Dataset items
· · · · ·

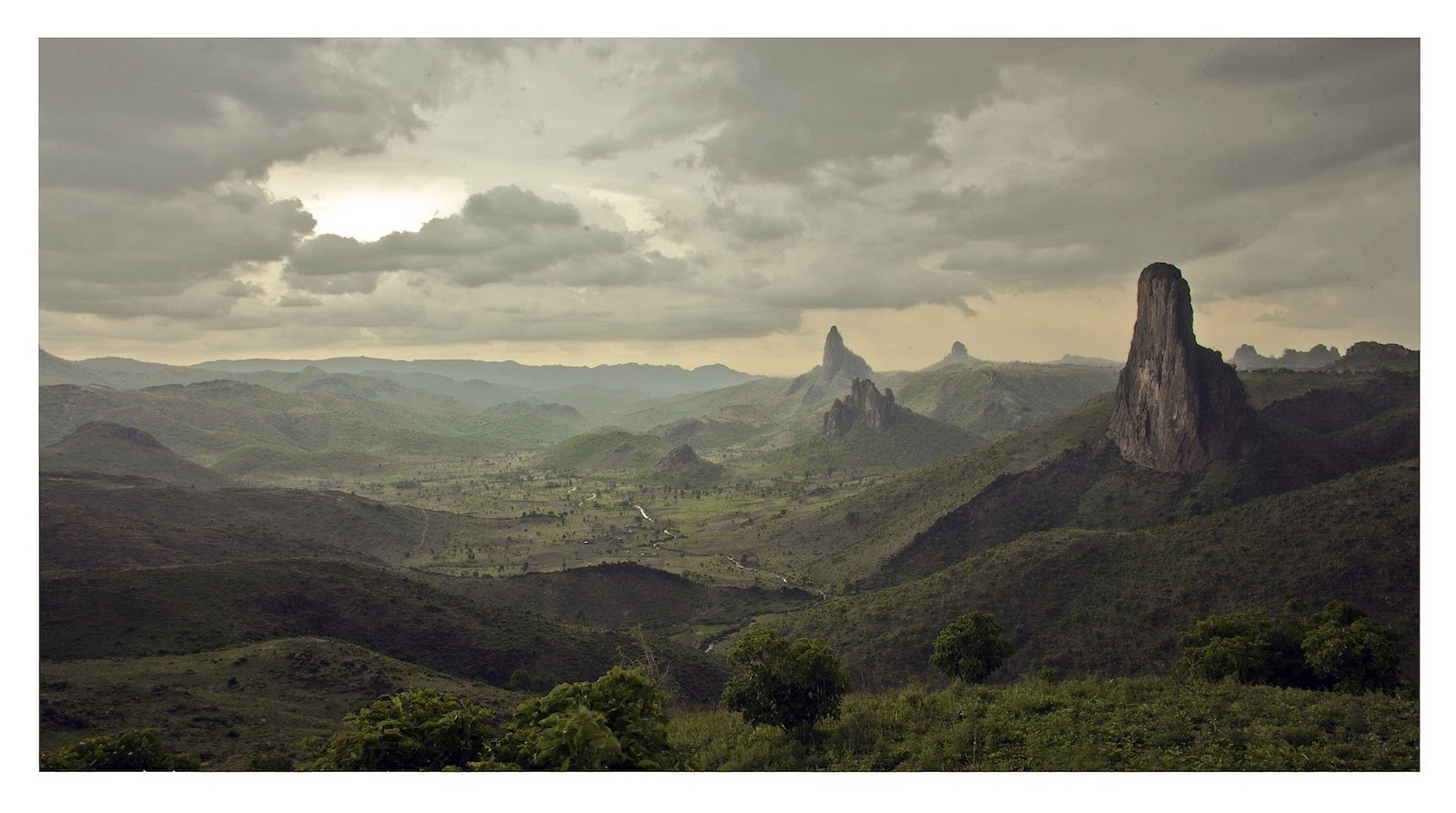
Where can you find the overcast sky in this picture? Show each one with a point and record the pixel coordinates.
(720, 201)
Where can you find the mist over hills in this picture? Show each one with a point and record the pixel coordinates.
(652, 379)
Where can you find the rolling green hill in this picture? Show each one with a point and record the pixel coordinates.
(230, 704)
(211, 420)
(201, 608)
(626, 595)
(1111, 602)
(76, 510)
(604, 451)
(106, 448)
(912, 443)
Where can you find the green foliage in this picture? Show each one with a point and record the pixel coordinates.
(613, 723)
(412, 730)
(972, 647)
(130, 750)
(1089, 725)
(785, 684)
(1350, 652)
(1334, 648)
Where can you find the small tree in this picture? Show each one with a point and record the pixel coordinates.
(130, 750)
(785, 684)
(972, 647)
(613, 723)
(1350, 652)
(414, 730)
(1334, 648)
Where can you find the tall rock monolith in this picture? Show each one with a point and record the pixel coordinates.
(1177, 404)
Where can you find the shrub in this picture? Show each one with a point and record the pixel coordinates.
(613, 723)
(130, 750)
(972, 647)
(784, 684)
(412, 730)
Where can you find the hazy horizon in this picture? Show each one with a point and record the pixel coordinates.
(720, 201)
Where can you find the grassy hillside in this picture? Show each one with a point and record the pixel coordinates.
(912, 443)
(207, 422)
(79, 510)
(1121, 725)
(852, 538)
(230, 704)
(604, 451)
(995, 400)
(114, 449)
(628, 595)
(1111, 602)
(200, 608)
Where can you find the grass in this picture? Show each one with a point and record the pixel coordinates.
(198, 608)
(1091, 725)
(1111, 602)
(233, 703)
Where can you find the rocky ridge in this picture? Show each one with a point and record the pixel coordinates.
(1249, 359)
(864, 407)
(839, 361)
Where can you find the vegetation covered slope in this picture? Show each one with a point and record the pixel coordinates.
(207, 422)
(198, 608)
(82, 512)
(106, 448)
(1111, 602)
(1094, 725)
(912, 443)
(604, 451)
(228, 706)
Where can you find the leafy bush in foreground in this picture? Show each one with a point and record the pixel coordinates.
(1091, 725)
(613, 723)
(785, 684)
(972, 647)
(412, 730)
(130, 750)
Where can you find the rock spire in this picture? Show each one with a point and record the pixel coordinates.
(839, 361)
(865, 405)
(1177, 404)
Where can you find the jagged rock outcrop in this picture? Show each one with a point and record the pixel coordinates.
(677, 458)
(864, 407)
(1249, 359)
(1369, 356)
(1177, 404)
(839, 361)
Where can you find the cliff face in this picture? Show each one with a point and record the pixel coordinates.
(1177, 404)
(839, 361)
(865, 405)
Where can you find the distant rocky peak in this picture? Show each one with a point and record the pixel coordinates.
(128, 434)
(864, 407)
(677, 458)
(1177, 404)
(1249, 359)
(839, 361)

· · · · ·

#### [Instruction]
Update the lines above by replacing "in this picture" with "in this image" throughout, changing nothing else. Leave the pictures out of your answer.

#### [Response to the exercise]
Where can you find the overcast sky in this image? Show each one with a point and record the pixel coordinates.
(720, 201)
Where can you find the mist over hills in this image? Show each one with a point and record the pixel coordinates.
(652, 379)
Where can you find the rolling green hill in this image? Show each one with a point and record the pixel coordinates.
(230, 704)
(211, 420)
(201, 608)
(626, 595)
(1111, 602)
(76, 510)
(604, 451)
(106, 448)
(912, 443)
Where can you find the green foliage in this image? Show each one with a point and record the pixel coordinates.
(613, 723)
(412, 730)
(972, 647)
(130, 750)
(1089, 725)
(785, 684)
(1350, 652)
(1334, 648)
Where can you find the small tree in this image? Show each one with a point and record the pixel coordinates.
(130, 750)
(785, 684)
(972, 647)
(613, 723)
(1350, 652)
(414, 730)
(1334, 648)
Where can you find the tall rock monolith in this image? Show each one with a point and record the pixel coordinates.
(1177, 404)
Where can you find the shrub in this image? Show each one with a point and record the pixel coordinates.
(613, 723)
(130, 750)
(972, 647)
(784, 684)
(412, 730)
Where can you find the hazy horizon in this image? Show each one with a point and record the pixel coordinates.
(720, 201)
Where can you find the grassy hillside in this image? Show each one with a point and record the pixel coordinates.
(912, 443)
(207, 422)
(79, 510)
(1121, 725)
(852, 538)
(230, 704)
(604, 451)
(995, 400)
(114, 449)
(628, 595)
(1111, 602)
(200, 608)
Where can you find the grass in this image? Show each one with a point and record the pixel coordinates.
(198, 608)
(1091, 725)
(1111, 602)
(233, 703)
Where can you find the rocky ridge in this image? Show each one with a point and record the pixel coordinates.
(1249, 359)
(864, 407)
(839, 361)
Where can you find the vegetation covered slope in this image? Show each one with a point and record the pixel coordinates.
(207, 422)
(198, 608)
(82, 512)
(106, 448)
(1111, 602)
(1094, 725)
(912, 443)
(604, 451)
(228, 706)
Where can you find the leafy bush in foreground in this image? Show each one with a point and record the pixel coordinates.
(1091, 725)
(613, 723)
(785, 684)
(972, 647)
(412, 730)
(130, 750)
Where can you find the rock spire in this image? Show each one with a point and record the pixel coordinates.
(839, 361)
(865, 405)
(1177, 404)
Where can you find the jagged rock outcrop in this image? Show each one with a point and record the pixel coordinates.
(677, 458)
(864, 407)
(1249, 359)
(1369, 356)
(1177, 404)
(839, 361)
Where can you find the cliff face in this image? Show each one with a point and record the pixel coordinates.
(1177, 404)
(839, 361)
(865, 405)
Where can you find the distant rocky peak in this image? Show each one with a point and record the pixel coordinates.
(128, 434)
(864, 407)
(677, 458)
(1177, 404)
(1249, 359)
(839, 361)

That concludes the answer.